Michelle was born into the Institute’s eugenics program, where doctors breed people like livestock. One powerful man decides which children grow up, and which disappear. Culls are dumped in the slum outside Institute walls, and those kids never come back. Michelle has survived every purge, and she’s about to win a luxurious life as a breeder. When her brother and her boyfriend are both mysteriously culled, despite their high scores, she goes over the wall to find them. Alone in the ghetto, she’s in trouble until handsome, streetwise Dillon stakes a claim to her. She’s mortified because the Enhanced see Norms as little more than animals. But the doctor is using the missing boys in a twisted experiment, and she needs Dillon’s help to stop him. Michelle must rescue the boys, but a plague is spreading, the doctor is after her, and Dillon isn’t thrilled to help her find her lost boyfriend.
So what are we waiting for? Here’s my review:
My rating: 4 of 5 stars
I like dystopias with convoluted plots where I can’t guess what will happen next, and I like reading different characters’ points of view where everyone has their own agenda. Enhanced kept me entertained and guessing. Although it started slow, the characters developed well, and once Michelle met Dillon, I didn’t want to put the book down. I wish he’d come into the story earlier, but it’s good he didn’t get his own point of view. I hate knowing whether a guy is just attracted to a girl or whether he loves her until the right time.
Characters and plot elements that worked: First, the whole eugenics idea with the creepy doctor; conniving, power-hungry, or abusive parents; Enhanced in general lording it over the Norms while the Enhanced teens are stuck (literally) with experiments and tests to weed out the weak. Second, characterization including Michelle’s progression from crippling fear to still fearful but determined heroine, Seth and Brian venturing into the Warren among gangs and learning to be loyal, good and bad people on both sides, and changing loyalties as disease spreads. Third, the unusual talents of Todd and Jeanette and her conflicting agendas, the triplets, and many others I won’t mention because they’d spoil surprises. Fourth, the author tackled some tough issues and handled them well, including differing social mores among the Enhanced and Norms.
What didn’t work as well: The story direction seemed too random at first, wandering, and the characters’ viewpoints sometimes switched in a chapter labeled as one character. Head-hopping started early on, but friendships and rivalries developed within the Enhanced teens in time to make me care about following them through the slow start in spite of the unexpected point of view switches. Then the seemingly random events came together in an exciting way, a payoff worth waiting for. The other problem was that some genetically guided behavior seemed flawed. The non-bonding concept made sense in leading to casual relationships, but not in a male forming attachments to one girl when another more beautiful and popular was in hot pursuit. Once I read how much destruction took place in the war, I also wondered how any civilian group had maintained enough technology to keep the lights on, let alone do extensive genetic manipulations.

Images for object localization
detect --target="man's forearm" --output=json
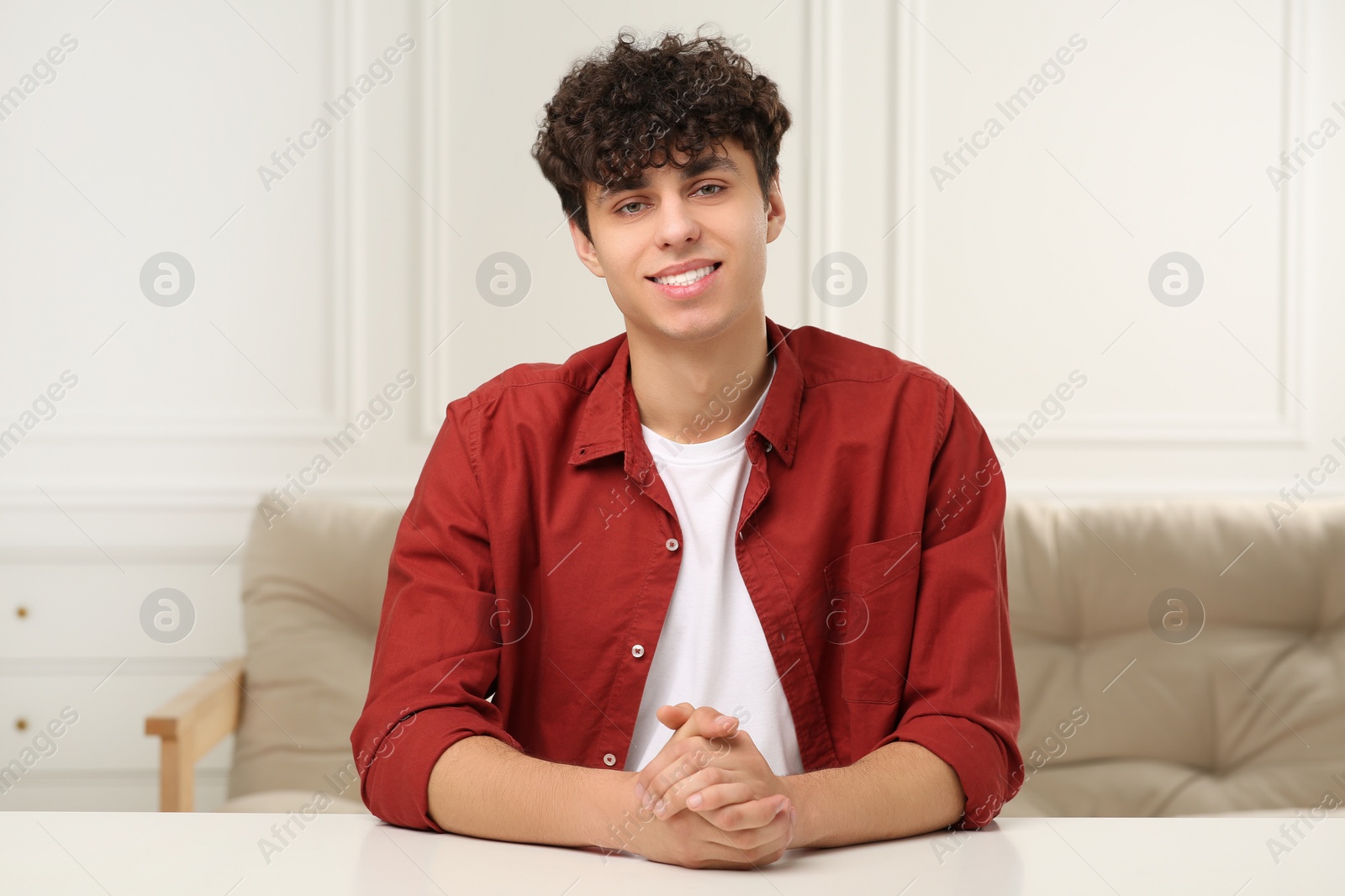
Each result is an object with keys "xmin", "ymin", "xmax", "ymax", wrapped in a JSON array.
[
  {"xmin": 780, "ymin": 740, "xmax": 967, "ymax": 847},
  {"xmin": 429, "ymin": 735, "xmax": 624, "ymax": 846}
]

WHAT IS BEING ASKED:
In the book review above the data, can you give the stretch from "Characters and plot" through "Enhanced and Norms." again, changing "creepy doctor" to "sinister doctor"?

EXERCISE OUTPUT:
Characters and plot elements that worked: First, the whole eugenics idea with the sinister doctor; conniving, power-hungry, or abusive parents; Enhanced in general lording it over the Norms while the Enhanced teens are stuck (literally) with experiments and tests to weed out the weak. Second, characterization including Michelle’s progression from crippling fear to still fearful but determined heroine, Seth and Brian venturing into the Warren among gangs and learning to be loyal, good and bad people on both sides, and changing loyalties as disease spreads. Third, the unusual talents of Todd and Jeanette and her conflicting agendas, the triplets, and many others I won’t mention because they’d spoil surprises. Fourth, the author tackled some tough issues and handled them well, including differing social mores among the Enhanced and Norms.